--- BEGIN ---
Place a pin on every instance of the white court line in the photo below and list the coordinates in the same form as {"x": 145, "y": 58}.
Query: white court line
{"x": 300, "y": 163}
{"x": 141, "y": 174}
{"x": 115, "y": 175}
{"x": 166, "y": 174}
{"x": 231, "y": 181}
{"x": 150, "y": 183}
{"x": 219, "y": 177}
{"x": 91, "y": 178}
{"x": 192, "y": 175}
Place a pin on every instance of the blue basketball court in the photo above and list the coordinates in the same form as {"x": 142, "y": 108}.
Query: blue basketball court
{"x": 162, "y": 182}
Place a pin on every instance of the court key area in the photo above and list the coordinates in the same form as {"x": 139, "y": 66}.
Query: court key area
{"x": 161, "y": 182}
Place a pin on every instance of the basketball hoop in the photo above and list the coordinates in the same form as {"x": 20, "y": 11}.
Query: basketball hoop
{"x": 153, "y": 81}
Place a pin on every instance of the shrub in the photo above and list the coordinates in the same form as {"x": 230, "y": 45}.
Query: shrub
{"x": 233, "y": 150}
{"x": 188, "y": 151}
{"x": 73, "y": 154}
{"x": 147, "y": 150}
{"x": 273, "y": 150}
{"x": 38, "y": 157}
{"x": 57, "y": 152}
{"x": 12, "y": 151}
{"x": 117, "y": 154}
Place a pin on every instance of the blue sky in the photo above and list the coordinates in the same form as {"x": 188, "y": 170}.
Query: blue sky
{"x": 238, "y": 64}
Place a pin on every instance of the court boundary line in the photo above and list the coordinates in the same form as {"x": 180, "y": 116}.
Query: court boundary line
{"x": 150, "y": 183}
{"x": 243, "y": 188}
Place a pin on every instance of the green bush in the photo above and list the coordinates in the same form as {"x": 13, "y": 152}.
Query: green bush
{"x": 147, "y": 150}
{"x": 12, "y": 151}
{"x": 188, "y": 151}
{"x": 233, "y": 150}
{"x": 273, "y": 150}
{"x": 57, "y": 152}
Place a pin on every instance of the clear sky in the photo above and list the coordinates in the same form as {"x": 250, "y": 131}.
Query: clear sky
--- END ---
REQUEST>
Format the lines above as a JSON list of strings, one string per line, with blank lines left out.

RESULT FOR THIS TASK>
[
  "Place a pin on every instance of the white court line in the photo below and list the coordinates in the same form as {\"x\": 145, \"y\": 58}.",
  "Query: white court line",
  "{\"x\": 300, \"y\": 163}",
  "{\"x\": 141, \"y\": 174}",
  "{\"x\": 115, \"y\": 175}",
  "{\"x\": 166, \"y\": 174}",
  "{\"x\": 231, \"y\": 181}",
  "{\"x\": 150, \"y\": 183}",
  "{\"x\": 219, \"y\": 177}",
  "{\"x\": 91, \"y\": 178}",
  "{\"x\": 192, \"y\": 175}",
  "Place a pin on every instance of the blue basketball court in the photo above and list the coordinates in the same form as {\"x\": 142, \"y\": 108}.",
  "Query: blue basketball court",
  "{\"x\": 162, \"y\": 182}",
  "Place a pin on every instance of the court key area in the photo above and list the coordinates in the same form as {\"x\": 139, \"y\": 66}.",
  "Query: court key area",
  "{\"x\": 161, \"y\": 182}",
  "Place a pin on every instance of the basketball hoop in the photo above and list the coordinates in the same form as {\"x\": 20, \"y\": 11}.",
  "Query: basketball hoop",
  "{\"x\": 153, \"y\": 81}",
  "Place a pin on every instance of the shrub in the photo above and list the coordinates in the same form as {\"x\": 230, \"y\": 45}.",
  "Query: shrub",
  "{\"x\": 233, \"y\": 150}",
  "{\"x\": 188, \"y\": 151}",
  "{\"x\": 73, \"y\": 154}",
  "{\"x\": 147, \"y\": 150}",
  "{\"x\": 273, \"y\": 150}",
  "{\"x\": 38, \"y\": 157}",
  "{\"x\": 57, \"y\": 152}",
  "{\"x\": 12, \"y\": 151}",
  "{\"x\": 117, \"y\": 154}",
  "Place a pin on every instance of the blue sky in the photo above and list the coordinates in the same form as {\"x\": 188, \"y\": 170}.",
  "Query: blue sky",
  "{\"x\": 238, \"y\": 64}",
  "Place a pin on every instance of the court boundary line in the photo above and list the coordinates in the same form as {\"x\": 180, \"y\": 116}.",
  "Query: court boundary line",
  "{\"x\": 150, \"y\": 183}",
  "{\"x\": 243, \"y\": 188}",
  "Place a pin on every instance of the green bush in the photo above and list the coordinates in the same form as {\"x\": 13, \"y\": 152}.",
  "Query: green bush",
  "{\"x\": 147, \"y\": 150}",
  "{\"x\": 12, \"y\": 151}",
  "{\"x\": 188, \"y\": 151}",
  "{\"x\": 233, \"y\": 150}",
  "{\"x\": 273, \"y\": 150}",
  "{\"x\": 57, \"y\": 152}",
  "Place a pin on every instance of the clear sky in the photo above and list the coordinates in the same form as {\"x\": 250, \"y\": 131}.",
  "Query: clear sky"
]